WORK TO COMPLETE = Copy out every line in the items below that contains the string "orange". Case matters, so a line with only a different capitalization doesn't count.
<<<<
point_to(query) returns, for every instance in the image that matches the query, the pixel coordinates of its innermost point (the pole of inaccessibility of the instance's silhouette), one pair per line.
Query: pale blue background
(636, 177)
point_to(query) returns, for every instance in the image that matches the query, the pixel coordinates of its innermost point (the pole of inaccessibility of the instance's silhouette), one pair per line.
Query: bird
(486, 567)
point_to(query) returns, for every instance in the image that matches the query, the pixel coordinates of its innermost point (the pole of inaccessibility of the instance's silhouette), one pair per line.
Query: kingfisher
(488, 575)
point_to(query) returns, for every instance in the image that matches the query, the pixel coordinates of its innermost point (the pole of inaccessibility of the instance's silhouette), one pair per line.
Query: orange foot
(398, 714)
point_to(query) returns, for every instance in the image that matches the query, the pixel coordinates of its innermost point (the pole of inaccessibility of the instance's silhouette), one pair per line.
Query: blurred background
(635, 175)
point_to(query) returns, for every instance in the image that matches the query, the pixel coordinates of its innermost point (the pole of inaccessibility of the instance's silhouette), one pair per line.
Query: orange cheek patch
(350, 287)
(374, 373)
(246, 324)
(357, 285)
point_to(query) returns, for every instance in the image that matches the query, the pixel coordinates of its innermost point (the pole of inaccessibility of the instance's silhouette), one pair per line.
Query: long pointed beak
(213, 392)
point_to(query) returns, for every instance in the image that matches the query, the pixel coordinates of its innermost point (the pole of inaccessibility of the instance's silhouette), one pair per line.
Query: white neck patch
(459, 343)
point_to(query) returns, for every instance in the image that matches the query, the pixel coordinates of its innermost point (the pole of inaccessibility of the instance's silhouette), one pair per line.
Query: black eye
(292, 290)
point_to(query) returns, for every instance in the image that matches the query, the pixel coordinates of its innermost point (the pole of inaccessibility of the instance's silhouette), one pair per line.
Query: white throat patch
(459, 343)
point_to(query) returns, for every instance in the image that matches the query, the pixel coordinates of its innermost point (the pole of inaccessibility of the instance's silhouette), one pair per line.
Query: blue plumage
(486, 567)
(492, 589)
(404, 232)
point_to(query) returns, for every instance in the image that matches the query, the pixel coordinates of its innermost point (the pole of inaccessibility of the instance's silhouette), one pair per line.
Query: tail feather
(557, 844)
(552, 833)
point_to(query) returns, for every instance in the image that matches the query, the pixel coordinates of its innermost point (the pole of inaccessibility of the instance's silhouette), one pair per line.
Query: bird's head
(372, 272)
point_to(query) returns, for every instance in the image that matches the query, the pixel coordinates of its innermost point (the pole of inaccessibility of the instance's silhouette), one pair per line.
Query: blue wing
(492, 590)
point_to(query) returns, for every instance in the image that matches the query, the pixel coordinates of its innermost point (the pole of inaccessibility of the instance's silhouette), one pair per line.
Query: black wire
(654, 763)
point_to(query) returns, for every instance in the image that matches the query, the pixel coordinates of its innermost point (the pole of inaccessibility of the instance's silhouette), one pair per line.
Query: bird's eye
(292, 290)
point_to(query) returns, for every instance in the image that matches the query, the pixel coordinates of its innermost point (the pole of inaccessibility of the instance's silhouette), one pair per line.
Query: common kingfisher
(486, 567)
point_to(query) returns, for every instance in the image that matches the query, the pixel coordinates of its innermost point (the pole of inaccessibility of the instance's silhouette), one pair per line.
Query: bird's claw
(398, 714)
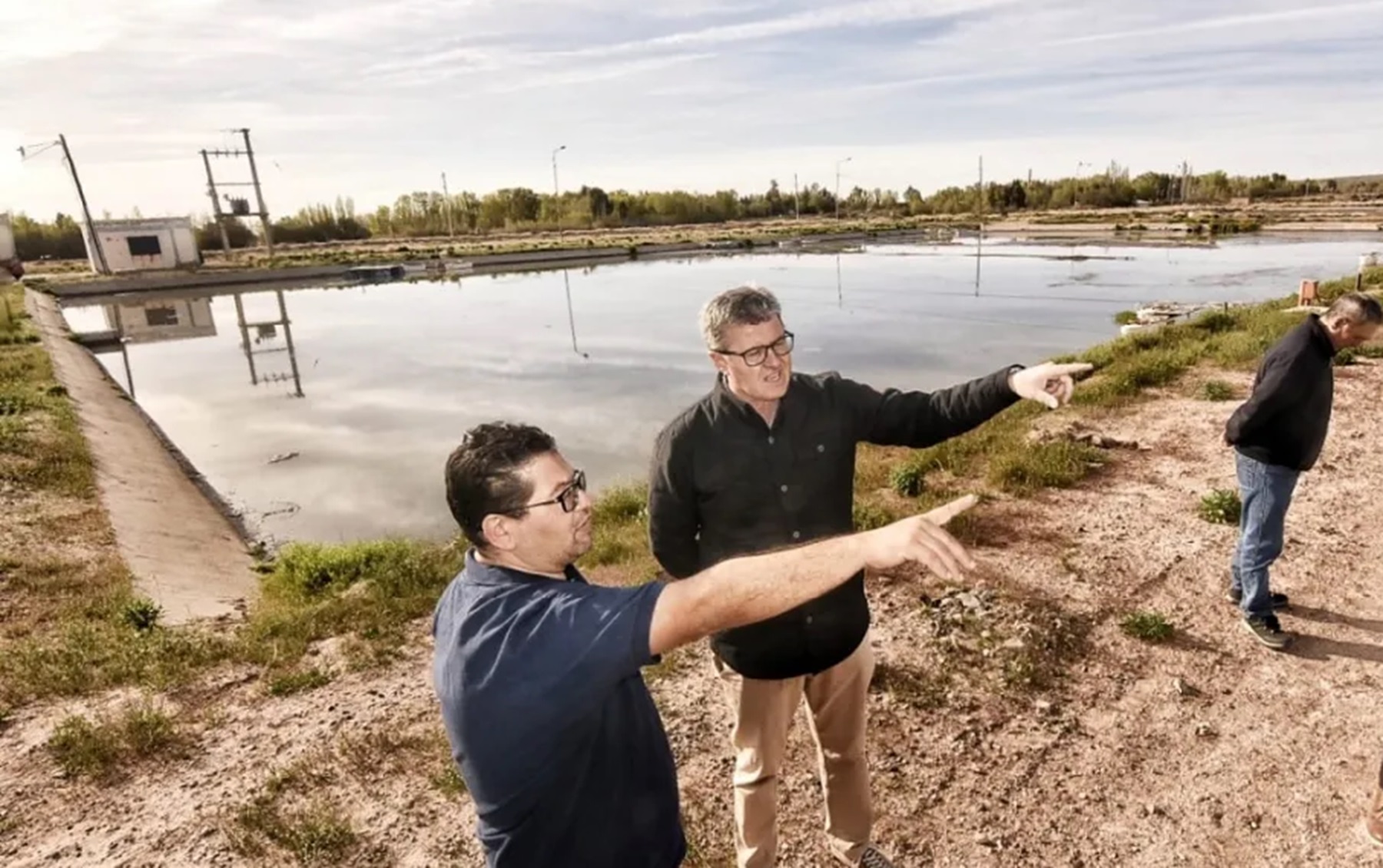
>>>>
EXERCISE ANSWER =
Query: orange foot
Query: orange cheek patch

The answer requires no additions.